A common SWE interview setup is that you talk to the manager and then a few of the engineers.

The manager will keep up a professional company facade.

But the individual engineers will usually answer pretty much any question honestly. Both because we're bad at lying, and because you don't want to end up working with someone when they discover that you lied to them.



Definitely this. Candidates have asked me some pretty hard questions and I rarely ever feel much internal resistance in giving an honest answer, for this exact reason as well as personal guilt that someone might make a major life decision in part because of a deceptive answer. A manager might not hire you if you ask a question they dislike, but unless your question to my humble engineer self is something like “how few hours a week do you manage to get away with working?” or “I hate computers, do you frequently work with computers?”, I don’t even know how I’d give you a thumbs-down without sounding disingenuous in the post-interview feedback meeting.

• MATERIAL PROVIDED:
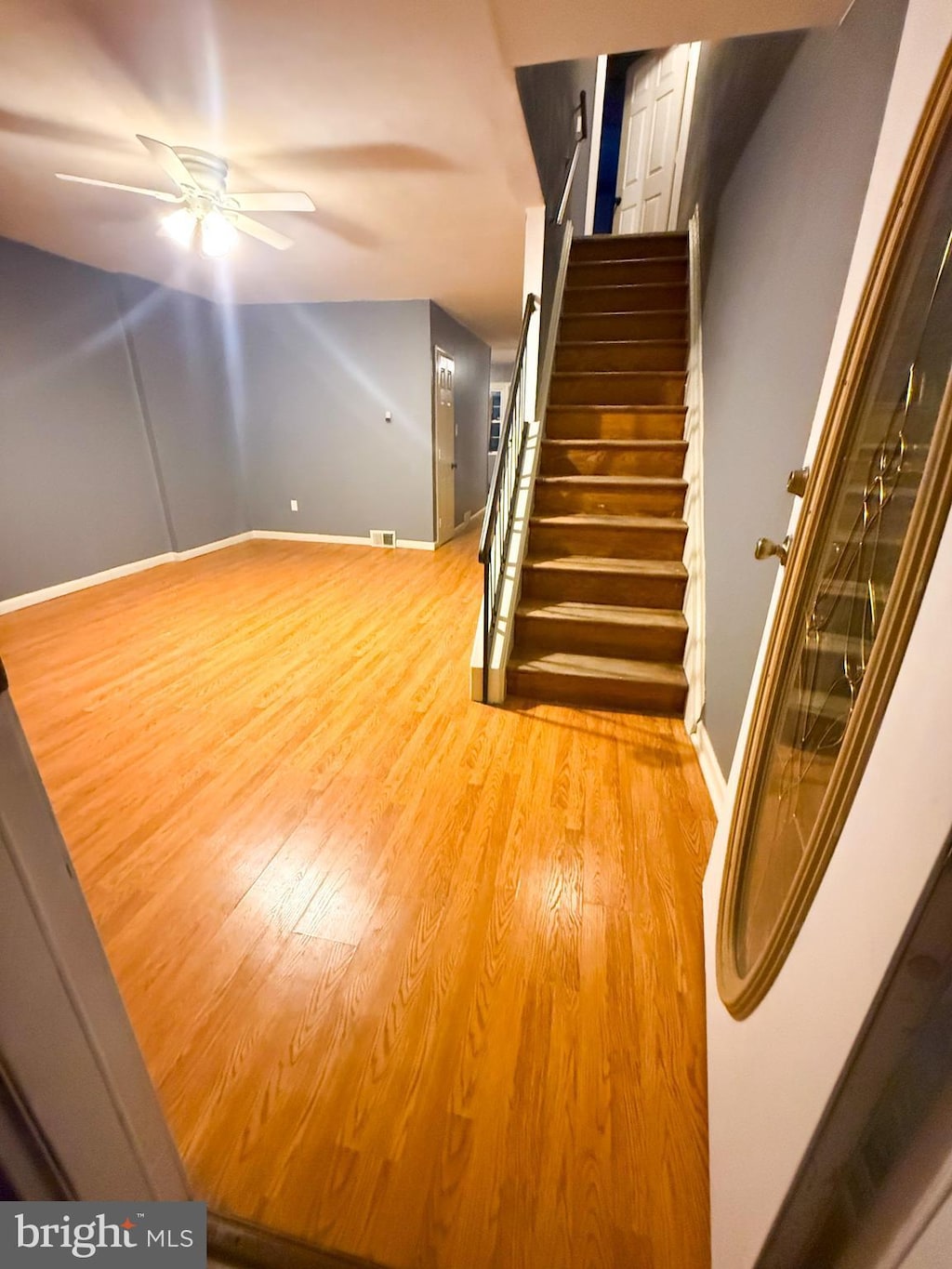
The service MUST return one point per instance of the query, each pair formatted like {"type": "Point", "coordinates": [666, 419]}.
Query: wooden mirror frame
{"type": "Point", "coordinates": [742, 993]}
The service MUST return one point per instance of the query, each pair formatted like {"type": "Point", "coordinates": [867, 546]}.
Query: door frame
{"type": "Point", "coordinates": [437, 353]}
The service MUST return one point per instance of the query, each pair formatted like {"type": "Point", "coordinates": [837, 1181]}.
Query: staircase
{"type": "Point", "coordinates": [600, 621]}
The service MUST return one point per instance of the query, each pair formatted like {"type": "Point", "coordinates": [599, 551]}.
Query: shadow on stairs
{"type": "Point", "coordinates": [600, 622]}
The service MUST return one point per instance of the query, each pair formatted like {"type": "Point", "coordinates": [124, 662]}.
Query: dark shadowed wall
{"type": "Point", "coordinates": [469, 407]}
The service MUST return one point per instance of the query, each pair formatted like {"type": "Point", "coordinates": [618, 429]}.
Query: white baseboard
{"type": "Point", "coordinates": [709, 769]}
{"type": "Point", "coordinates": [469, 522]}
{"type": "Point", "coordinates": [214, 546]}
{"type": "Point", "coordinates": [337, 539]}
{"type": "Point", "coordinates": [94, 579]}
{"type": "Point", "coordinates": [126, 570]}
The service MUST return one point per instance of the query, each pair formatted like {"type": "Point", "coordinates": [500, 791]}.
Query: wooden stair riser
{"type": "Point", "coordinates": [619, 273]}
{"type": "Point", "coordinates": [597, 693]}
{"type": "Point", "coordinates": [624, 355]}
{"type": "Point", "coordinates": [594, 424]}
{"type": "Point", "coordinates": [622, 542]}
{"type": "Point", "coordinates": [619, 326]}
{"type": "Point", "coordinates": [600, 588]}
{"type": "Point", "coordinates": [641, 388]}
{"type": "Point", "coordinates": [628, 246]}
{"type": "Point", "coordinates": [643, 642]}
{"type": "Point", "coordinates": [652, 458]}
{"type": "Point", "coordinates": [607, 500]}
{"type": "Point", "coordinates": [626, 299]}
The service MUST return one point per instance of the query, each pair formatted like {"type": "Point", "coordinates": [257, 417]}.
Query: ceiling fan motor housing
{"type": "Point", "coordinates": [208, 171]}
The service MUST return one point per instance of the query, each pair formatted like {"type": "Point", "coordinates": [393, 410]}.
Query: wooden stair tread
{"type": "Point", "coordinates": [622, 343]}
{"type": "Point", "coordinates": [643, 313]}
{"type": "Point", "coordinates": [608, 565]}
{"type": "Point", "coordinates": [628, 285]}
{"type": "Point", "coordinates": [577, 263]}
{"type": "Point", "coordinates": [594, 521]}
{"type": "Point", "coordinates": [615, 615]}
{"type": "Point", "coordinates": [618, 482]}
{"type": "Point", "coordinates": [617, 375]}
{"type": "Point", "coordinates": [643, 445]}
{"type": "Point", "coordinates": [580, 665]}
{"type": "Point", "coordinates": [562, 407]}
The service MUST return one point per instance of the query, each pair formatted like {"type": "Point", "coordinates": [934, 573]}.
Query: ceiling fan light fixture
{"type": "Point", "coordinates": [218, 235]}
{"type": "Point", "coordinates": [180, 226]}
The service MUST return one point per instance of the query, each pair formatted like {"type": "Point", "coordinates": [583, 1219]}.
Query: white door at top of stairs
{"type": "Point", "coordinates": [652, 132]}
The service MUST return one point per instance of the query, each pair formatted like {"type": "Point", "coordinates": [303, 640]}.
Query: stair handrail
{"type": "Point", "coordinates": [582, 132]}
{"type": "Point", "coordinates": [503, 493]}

--

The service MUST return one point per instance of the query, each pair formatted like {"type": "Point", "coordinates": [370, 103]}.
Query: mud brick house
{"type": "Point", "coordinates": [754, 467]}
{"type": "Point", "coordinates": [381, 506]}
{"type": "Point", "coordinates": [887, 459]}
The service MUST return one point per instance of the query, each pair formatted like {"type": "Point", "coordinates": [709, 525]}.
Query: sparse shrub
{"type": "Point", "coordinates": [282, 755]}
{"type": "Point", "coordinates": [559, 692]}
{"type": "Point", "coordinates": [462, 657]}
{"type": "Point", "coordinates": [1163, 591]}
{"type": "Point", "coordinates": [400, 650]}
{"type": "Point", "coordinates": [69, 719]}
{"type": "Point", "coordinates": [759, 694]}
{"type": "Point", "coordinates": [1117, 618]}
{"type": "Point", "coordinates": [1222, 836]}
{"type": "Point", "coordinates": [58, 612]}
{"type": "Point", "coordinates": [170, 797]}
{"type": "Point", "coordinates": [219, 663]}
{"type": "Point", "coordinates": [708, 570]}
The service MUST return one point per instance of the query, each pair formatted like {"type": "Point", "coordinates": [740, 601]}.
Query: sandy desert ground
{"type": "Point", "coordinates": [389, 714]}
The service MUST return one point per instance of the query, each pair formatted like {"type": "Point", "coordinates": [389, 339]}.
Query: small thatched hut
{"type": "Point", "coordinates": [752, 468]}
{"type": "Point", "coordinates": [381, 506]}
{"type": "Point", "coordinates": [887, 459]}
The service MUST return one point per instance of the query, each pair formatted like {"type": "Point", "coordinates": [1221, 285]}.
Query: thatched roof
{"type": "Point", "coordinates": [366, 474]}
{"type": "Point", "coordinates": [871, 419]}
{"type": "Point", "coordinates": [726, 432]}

==

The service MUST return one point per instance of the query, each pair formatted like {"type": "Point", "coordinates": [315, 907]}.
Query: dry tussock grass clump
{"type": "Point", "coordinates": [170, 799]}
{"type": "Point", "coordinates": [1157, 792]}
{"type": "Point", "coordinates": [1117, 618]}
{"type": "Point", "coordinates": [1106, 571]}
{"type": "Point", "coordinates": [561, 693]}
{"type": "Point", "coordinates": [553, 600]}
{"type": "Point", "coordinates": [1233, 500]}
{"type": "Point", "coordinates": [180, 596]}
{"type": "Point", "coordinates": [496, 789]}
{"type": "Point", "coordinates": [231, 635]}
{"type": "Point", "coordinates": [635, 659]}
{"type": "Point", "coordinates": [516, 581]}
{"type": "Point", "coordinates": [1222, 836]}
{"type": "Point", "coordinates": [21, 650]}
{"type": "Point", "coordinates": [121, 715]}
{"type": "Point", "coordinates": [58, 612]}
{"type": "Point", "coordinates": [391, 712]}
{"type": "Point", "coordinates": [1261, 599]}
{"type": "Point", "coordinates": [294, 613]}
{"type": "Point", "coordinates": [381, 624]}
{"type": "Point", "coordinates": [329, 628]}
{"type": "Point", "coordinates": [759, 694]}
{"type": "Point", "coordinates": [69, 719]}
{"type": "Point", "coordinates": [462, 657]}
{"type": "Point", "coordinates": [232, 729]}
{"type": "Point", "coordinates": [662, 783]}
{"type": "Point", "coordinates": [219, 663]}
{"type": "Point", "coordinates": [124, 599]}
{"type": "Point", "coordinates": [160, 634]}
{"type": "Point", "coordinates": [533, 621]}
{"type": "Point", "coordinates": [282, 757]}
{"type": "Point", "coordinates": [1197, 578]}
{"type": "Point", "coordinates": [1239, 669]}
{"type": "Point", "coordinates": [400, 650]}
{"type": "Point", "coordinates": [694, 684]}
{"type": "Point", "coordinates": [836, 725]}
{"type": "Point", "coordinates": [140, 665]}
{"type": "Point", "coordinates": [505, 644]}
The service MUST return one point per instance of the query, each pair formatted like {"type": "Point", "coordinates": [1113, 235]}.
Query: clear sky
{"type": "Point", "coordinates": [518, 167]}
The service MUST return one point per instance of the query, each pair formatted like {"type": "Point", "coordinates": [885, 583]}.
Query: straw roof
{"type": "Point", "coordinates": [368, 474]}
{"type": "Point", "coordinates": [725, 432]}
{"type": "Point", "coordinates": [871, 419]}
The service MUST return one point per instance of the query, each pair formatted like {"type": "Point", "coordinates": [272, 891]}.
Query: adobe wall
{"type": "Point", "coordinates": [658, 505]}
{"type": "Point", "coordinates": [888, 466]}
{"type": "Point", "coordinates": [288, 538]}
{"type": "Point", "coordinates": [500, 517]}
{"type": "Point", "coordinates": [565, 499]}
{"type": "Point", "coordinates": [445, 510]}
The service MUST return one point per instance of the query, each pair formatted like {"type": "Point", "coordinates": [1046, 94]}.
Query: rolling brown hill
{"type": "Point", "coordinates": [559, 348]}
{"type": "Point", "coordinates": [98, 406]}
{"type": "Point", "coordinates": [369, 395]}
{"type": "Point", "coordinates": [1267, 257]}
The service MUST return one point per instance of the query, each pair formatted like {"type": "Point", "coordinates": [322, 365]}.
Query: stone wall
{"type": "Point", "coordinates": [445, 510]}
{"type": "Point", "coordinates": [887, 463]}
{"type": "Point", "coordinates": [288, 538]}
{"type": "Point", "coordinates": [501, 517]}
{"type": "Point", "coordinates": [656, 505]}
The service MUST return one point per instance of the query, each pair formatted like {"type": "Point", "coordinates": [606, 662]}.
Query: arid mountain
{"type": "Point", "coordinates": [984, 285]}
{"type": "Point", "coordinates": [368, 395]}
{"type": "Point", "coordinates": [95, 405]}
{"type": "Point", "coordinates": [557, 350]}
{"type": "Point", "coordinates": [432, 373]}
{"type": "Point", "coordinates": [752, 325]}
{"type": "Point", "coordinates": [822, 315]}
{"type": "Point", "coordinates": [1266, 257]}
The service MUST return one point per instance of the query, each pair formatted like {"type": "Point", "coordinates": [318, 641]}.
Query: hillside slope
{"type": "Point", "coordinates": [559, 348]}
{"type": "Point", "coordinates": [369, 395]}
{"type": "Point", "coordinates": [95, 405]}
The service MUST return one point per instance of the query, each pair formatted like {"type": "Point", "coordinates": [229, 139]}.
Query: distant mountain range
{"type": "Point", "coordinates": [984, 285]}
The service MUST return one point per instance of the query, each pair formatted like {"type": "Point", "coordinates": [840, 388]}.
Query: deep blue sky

• STATED PROBLEM:
Pick up the passage about honesty in engineering interviews after its final sentence and continue writing it. The data above has nothing to do with the passage about honesty in engineering interviews.

• RIGHT ANSWER:
So much interviewing advice is bullshit, but it’s 100% true that asking good questions at the end is the ideal point to get the most accurate picture of what your job experience is going to be like. Just like my interview questions are in-part trying to gauge what it’s going to be like working with you.


Also because there's no incentive to lie.


People will indeed sometimes lie or spin for various reasons. There doesn’t necessarily have to be an external incentive. Sometimes internal factors are enough; e.g. to reduce cognitive dissonance. They will sometimes lie to themselves and they will sometimes lie to other people. The world is complicated.